A run of entries:
'''

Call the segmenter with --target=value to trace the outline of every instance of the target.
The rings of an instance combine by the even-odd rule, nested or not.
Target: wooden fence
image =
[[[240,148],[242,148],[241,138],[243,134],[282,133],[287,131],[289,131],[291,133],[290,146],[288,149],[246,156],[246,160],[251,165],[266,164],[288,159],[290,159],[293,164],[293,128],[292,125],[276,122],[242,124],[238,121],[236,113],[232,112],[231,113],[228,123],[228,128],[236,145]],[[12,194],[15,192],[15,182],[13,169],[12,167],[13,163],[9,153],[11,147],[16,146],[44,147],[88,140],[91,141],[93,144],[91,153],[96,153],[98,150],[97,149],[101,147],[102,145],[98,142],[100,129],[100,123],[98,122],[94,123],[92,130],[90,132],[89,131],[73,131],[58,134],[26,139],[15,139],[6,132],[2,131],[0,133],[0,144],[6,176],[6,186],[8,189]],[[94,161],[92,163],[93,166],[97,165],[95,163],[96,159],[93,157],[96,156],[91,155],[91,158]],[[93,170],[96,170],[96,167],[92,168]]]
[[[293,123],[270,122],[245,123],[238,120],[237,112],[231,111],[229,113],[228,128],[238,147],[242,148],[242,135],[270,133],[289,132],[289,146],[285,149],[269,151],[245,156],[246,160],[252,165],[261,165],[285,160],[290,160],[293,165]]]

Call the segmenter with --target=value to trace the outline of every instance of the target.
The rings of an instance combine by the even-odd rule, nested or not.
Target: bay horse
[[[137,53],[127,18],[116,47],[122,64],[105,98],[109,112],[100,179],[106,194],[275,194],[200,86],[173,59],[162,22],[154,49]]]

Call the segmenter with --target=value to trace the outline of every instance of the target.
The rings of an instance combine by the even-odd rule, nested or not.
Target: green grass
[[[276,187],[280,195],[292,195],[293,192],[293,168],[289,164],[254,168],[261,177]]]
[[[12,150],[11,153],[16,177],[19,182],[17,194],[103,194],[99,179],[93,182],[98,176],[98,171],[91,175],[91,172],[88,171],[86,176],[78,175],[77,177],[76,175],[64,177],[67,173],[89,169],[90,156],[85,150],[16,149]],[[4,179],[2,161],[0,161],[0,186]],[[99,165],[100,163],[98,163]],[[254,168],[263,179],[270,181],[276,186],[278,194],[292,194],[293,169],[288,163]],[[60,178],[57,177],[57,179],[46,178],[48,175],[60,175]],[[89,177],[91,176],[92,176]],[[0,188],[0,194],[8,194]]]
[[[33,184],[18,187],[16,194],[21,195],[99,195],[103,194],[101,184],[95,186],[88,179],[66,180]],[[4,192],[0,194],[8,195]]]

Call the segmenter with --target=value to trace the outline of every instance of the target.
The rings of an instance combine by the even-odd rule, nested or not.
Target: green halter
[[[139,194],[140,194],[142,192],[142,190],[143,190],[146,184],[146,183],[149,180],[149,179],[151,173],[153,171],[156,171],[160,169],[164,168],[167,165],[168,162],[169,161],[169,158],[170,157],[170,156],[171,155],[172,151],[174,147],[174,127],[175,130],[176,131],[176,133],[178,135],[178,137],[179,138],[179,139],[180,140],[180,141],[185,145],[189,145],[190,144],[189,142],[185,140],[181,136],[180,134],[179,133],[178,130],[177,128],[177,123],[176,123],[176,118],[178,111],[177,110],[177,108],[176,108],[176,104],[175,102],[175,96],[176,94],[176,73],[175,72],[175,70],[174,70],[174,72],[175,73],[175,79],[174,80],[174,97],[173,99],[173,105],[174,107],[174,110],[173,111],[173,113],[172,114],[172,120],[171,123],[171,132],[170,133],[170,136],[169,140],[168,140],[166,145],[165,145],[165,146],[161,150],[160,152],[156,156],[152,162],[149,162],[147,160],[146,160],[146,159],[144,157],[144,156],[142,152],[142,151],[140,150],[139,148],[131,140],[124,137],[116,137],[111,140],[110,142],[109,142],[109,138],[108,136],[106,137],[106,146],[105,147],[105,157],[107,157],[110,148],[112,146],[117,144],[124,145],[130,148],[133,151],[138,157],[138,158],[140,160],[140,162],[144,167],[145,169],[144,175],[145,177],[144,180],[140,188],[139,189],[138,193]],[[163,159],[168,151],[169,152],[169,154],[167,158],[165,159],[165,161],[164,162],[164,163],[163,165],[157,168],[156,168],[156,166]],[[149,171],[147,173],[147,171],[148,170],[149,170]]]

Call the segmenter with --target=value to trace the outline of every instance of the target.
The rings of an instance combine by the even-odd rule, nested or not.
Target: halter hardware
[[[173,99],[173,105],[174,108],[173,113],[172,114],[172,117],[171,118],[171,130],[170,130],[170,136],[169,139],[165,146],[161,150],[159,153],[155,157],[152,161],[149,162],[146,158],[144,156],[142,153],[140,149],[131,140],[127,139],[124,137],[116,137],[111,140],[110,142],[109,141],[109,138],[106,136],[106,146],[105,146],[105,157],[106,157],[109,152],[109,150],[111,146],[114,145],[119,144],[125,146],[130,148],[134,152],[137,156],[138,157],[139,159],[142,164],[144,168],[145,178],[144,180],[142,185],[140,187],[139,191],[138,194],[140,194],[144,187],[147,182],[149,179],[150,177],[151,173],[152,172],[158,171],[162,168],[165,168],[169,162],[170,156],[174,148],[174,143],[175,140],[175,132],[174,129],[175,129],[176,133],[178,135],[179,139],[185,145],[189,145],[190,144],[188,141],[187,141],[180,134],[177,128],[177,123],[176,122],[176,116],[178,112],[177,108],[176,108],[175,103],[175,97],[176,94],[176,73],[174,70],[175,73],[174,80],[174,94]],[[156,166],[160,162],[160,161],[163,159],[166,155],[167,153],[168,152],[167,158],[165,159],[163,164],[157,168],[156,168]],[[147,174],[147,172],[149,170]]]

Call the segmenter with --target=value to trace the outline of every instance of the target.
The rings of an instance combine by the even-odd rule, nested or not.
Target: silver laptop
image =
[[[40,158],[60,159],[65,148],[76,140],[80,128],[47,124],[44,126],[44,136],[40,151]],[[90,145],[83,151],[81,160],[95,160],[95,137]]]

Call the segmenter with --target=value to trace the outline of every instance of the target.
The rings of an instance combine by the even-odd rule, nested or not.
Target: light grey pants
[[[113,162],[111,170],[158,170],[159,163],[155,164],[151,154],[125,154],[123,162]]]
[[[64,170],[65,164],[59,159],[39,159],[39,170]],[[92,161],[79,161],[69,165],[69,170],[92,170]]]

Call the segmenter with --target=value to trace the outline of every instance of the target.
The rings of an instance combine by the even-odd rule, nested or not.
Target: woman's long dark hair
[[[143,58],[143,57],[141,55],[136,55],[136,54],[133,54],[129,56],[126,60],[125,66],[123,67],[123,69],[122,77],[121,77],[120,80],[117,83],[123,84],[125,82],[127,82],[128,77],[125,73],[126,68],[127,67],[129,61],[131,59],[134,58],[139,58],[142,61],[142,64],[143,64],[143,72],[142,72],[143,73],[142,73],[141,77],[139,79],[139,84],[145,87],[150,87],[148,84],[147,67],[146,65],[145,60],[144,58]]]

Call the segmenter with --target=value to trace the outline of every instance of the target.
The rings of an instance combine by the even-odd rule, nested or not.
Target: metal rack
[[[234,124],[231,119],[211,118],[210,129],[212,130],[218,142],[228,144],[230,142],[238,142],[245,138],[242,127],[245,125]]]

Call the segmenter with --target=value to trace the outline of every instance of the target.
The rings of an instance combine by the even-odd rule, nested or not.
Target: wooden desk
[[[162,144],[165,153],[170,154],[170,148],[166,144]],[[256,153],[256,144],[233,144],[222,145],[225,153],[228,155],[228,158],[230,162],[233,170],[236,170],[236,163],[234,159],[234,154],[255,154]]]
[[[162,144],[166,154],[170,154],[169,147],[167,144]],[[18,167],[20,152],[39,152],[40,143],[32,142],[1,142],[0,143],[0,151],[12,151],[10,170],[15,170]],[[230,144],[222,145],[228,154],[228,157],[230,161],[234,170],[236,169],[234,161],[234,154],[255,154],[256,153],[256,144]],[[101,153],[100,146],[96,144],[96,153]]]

'''

• [TASK BRIEF] Which lines in the entries above contain the word "wooden"? Extract each of them.

• [CORRECT RESPONSE]
Target: wooden fence
Target: wooden desk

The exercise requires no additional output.